[Start of section]

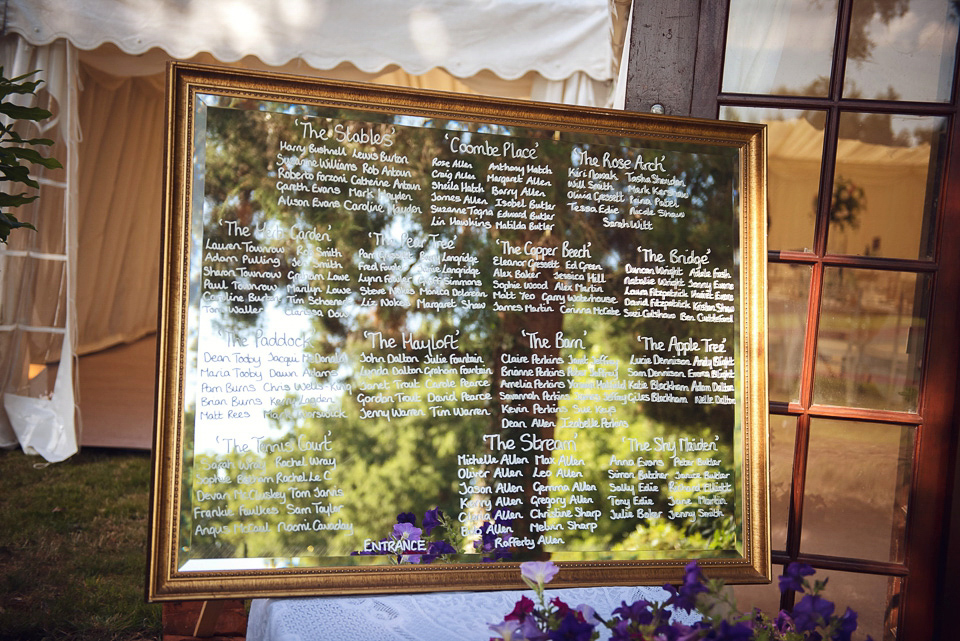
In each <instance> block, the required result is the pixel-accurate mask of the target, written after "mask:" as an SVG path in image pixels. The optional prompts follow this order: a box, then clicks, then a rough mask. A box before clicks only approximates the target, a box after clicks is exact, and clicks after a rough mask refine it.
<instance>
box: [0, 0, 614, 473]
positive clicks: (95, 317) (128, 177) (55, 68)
mask: <svg viewBox="0 0 960 641" xmlns="http://www.w3.org/2000/svg"><path fill="white" fill-rule="evenodd" d="M629 6H630V0H410V1H406V2H401V1H399V0H392V1H391V0H353V1H351V2H344V1H342V0H284V2H280V3H272V4H271V3H263V2H261V1H260V0H82V1H80V0H3V15H4V32H3V35H2V39H0V64H2V65H3V68H4V71H5V74H4V75H6V76H7V77H13V76H17V75H20V74H23V73H27V72H30V71H33V70H37V69H39V70H41V76H40V77H42V78H43V79H44V81H45V84H44V85H43V91H42V92H41V95H40V96H39V97H38V99H39V103H40V104H41V105H42V106H46V108H48V109H50V110H51V111H52V112H53V113H54V117H53V118H52V119H51V120H50V121H48V122H46V123H44V125H43V132H42V135H43V136H44V137H47V138H52V139H54V140H55V141H56V144H55V146H54V147H52V148H51V149H50V152H49V153H50V154H51V155H53V156H54V157H56V158H57V159H59V160H60V161H61V162H62V163H63V164H64V169H63V170H58V171H52V172H46V173H42V172H37V175H38V176H39V179H40V182H41V184H42V188H41V192H40V199H39V200H38V201H36V202H35V203H34V204H32V205H28V206H25V207H20V208H18V209H17V210H16V211H14V212H12V213H14V214H15V215H16V216H17V217H18V218H20V219H21V220H27V221H29V222H32V223H34V224H35V225H36V226H37V228H38V229H39V232H38V233H36V234H35V233H33V232H29V231H19V232H15V233H14V234H12V235H11V240H10V243H9V245H8V246H6V247H3V246H0V276H2V289H0V391H2V392H3V401H4V402H3V407H4V409H5V412H4V411H0V446H14V445H16V444H17V443H19V444H20V445H21V446H22V447H23V448H24V450H26V451H31V452H37V453H39V454H41V455H43V456H44V457H45V458H47V459H48V460H52V461H56V460H62V459H64V458H67V457H69V456H70V455H72V454H73V453H75V452H76V451H77V448H78V443H79V442H80V438H79V437H78V434H79V432H80V430H79V424H80V423H79V422H78V421H77V418H78V416H79V412H77V411H76V407H77V402H78V399H77V397H76V393H75V390H76V389H77V380H76V379H77V371H76V367H75V362H76V357H77V355H80V354H86V353H91V352H95V351H97V350H101V349H104V348H107V347H109V346H112V345H117V344H121V343H127V342H131V341H134V340H136V339H138V338H140V337H142V336H145V335H147V334H149V333H151V332H154V331H155V329H156V316H157V302H158V279H159V242H160V215H161V193H160V178H161V174H162V136H163V113H162V111H163V100H162V98H163V82H162V79H163V75H162V74H163V72H164V68H165V65H166V62H167V61H168V60H171V59H179V60H192V61H197V62H208V63H219V64H234V65H238V66H242V67H245V68H257V69H275V70H279V71H284V72H289V73H297V74H306V75H315V76H323V77H330V78H337V79H344V80H360V81H367V82H378V83H388V84H396V85H403V86H413V87H421V88H430V89H440V90H449V91H466V92H476V93H482V94H489V95H498V96H505V97H513V98H526V99H534V100H545V101H553V102H566V103H571V104H581V105H604V104H607V103H608V101H609V99H610V87H611V85H612V79H613V78H614V76H615V75H616V69H615V67H616V65H615V61H616V60H618V57H619V49H620V47H621V46H622V42H623V36H624V33H625V31H626V14H627V13H628V12H629ZM32 135H36V134H35V133H34V134H32ZM82 373H83V372H82V371H81V375H82ZM142 384H144V385H147V386H149V388H150V389H151V390H152V385H153V383H152V381H145V382H143V383H142ZM80 418H82V417H80Z"/></svg>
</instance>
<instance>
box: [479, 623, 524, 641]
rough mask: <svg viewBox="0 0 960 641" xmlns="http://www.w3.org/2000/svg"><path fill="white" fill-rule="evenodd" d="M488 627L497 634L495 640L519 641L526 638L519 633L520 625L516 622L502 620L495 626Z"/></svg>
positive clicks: (519, 632) (520, 640) (491, 624)
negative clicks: (497, 639) (492, 630)
mask: <svg viewBox="0 0 960 641" xmlns="http://www.w3.org/2000/svg"><path fill="white" fill-rule="evenodd" d="M488 627H489V628H490V629H491V630H493V631H494V632H496V633H497V635H498V637H497V638H499V639H502V640H503V641H521V640H523V639H526V637H524V636H523V634H522V633H520V631H519V628H520V623H519V622H517V621H513V620H510V619H504V620H503V621H502V622H500V623H497V624H496V625H493V624H491V625H490V626H488Z"/></svg>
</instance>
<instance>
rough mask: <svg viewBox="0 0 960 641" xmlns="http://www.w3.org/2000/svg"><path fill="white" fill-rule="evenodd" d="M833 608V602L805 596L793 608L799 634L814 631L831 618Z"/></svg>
mask: <svg viewBox="0 0 960 641" xmlns="http://www.w3.org/2000/svg"><path fill="white" fill-rule="evenodd" d="M833 608H834V605H833V602H831V601H828V600H826V599H824V598H823V597H821V596H814V595H812V594H805V595H803V598H802V599H800V602H799V603H797V604H796V605H795V606H793V623H794V625H795V626H796V629H797V631H799V632H807V631H809V630H814V629H815V628H816V627H817V626H818V625H820V624H822V623H824V622H826V620H827V619H829V618H830V615H832V614H833Z"/></svg>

[End of section]

EXERCISE GOAL: Please repeat the items above verbatim, leaving out the pictures.

EXERCISE RESULT:
In each <instance> block, the required result is the pixel-accurate mask of the target, written after "mask:" as an SVG path in image pixels. The optional prompts follow this order: a box, then clicks, then a rough mask. A box before clicks only approximates the target, a box after clicks is exact, and clicks after a rough mask refine it.
<instance>
box: [0, 0, 614, 473]
positive clicks: (95, 317) (128, 177) (55, 68)
mask: <svg viewBox="0 0 960 641" xmlns="http://www.w3.org/2000/svg"><path fill="white" fill-rule="evenodd" d="M629 6H630V0H410V1H406V2H401V1H399V0H392V1H391V0H353V1H351V2H344V1H342V0H284V2H280V3H272V4H271V3H263V2H261V1H260V0H82V1H80V0H3V15H4V32H3V35H2V39H0V64H2V65H3V68H4V71H5V74H4V75H6V76H7V77H13V76H17V75H20V74H23V73H27V72H30V71H33V70H37V69H39V70H41V76H40V77H42V78H43V79H44V81H45V84H44V85H43V91H42V92H41V95H40V96H39V97H38V99H39V103H40V104H41V105H42V106H46V108H48V109H50V110H51V111H52V112H53V113H54V117H53V118H52V119H51V120H50V121H48V122H46V123H44V125H43V132H42V135H43V136H44V137H47V138H52V139H54V140H55V141H56V144H55V146H54V147H52V148H51V149H50V152H49V153H50V154H51V155H53V156H54V157H56V158H57V159H59V160H60V161H61V162H62V163H63V164H64V169H63V170H58V171H52V172H46V173H42V172H37V175H38V176H39V179H40V182H41V184H42V188H41V192H40V199H39V200H38V201H36V202H35V203H34V204H32V205H28V206H25V207H20V208H18V209H17V210H16V211H14V212H12V213H14V214H15V215H16V216H17V217H18V218H20V219H21V220H27V221H29V222H32V223H34V224H35V225H36V226H37V228H38V229H39V232H38V233H36V234H35V233H33V232H29V231H19V232H15V233H14V234H12V235H11V240H10V243H9V245H8V246H6V247H3V246H0V276H2V289H0V391H2V392H3V401H4V402H3V407H4V409H5V412H4V411H0V446H14V445H16V444H17V443H19V444H20V445H21V446H22V447H23V448H24V450H26V451H31V452H37V453H39V454H41V455H43V456H44V457H45V458H47V459H48V460H52V461H56V460H62V459H64V458H67V457H69V456H70V455H72V454H73V453H75V452H76V451H77V448H78V443H79V442H80V438H79V437H78V434H79V432H80V430H79V424H80V423H79V422H78V421H77V418H78V416H79V412H77V411H76V407H77V402H78V399H77V397H76V393H75V390H76V389H77V380H76V379H77V371H76V367H75V362H76V357H77V355H80V354H86V353H91V352H95V351H97V350H101V349H104V348H107V347H109V346H112V345H117V344H121V343H127V342H131V341H134V340H136V339H138V338H140V337H142V336H145V335H147V334H149V333H151V332H154V331H155V329H156V316H157V302H158V279H159V242H160V215H161V193H160V178H161V174H162V136H163V113H162V111H163V100H162V98H163V82H162V79H163V75H162V74H163V72H164V68H165V65H166V62H167V61H168V60H171V59H179V60H192V61H197V62H208V63H219V64H234V65H238V66H242V67H245V68H257V69H275V70H279V71H284V72H289V73H297V74H306V75H315V76H323V77H330V78H337V79H344V80H360V81H367V82H378V83H388V84H396V85H403V86H413V87H421V88H430V89H440V90H449V91H466V92H476V93H482V94H489V95H498V96H505V97H513V98H526V99H534V100H545V101H553V102H566V103H571V104H581V105H604V104H607V103H608V101H609V99H610V87H611V85H612V79H613V78H614V76H615V75H616V69H615V67H616V65H615V61H616V60H618V57H619V49H620V47H621V46H622V42H623V36H624V33H625V31H626V14H627V13H628V12H629ZM32 135H36V134H35V133H34V134H32ZM82 373H83V372H82V371H81V375H82ZM142 384H144V385H147V386H149V388H150V389H151V390H152V385H153V383H152V381H145V382H143V383H142ZM80 418H82V417H80Z"/></svg>
</instance>
<instance>
box: [479, 623, 524, 641]
rough mask: <svg viewBox="0 0 960 641" xmlns="http://www.w3.org/2000/svg"><path fill="white" fill-rule="evenodd" d="M488 627L497 634L495 640L519 641L526 638L519 633L520 625L516 622L502 620L495 626Z"/></svg>
positive clicks: (519, 632) (520, 640) (491, 624)
negative clicks: (497, 639) (492, 630)
mask: <svg viewBox="0 0 960 641" xmlns="http://www.w3.org/2000/svg"><path fill="white" fill-rule="evenodd" d="M488 627H489V628H490V629H491V630H493V631H494V632H496V633H497V635H498V637H497V638H499V639H502V640H503V641H521V640H523V639H526V637H524V636H523V634H522V633H520V631H519V628H520V623H519V622H517V621H513V620H510V619H504V620H503V621H502V622H500V623H497V624H496V625H493V624H491V625H490V626H488Z"/></svg>
</instance>
<instance>
rough mask: <svg viewBox="0 0 960 641" xmlns="http://www.w3.org/2000/svg"><path fill="white" fill-rule="evenodd" d="M833 608V602L805 596L793 608L799 634L814 631L831 618Z"/></svg>
mask: <svg viewBox="0 0 960 641" xmlns="http://www.w3.org/2000/svg"><path fill="white" fill-rule="evenodd" d="M833 608H834V605H833V602H831V601H828V600H826V599H824V598H823V597H821V596H814V595H812V594H805V595H803V598H802V599H800V602H799V603H797V604H796V605H795V606H793V623H794V625H795V626H796V629H797V631H799V632H807V631H809V630H814V629H815V628H816V627H817V626H818V625H820V624H822V623H824V622H826V620H827V619H829V618H830V615H832V614H833Z"/></svg>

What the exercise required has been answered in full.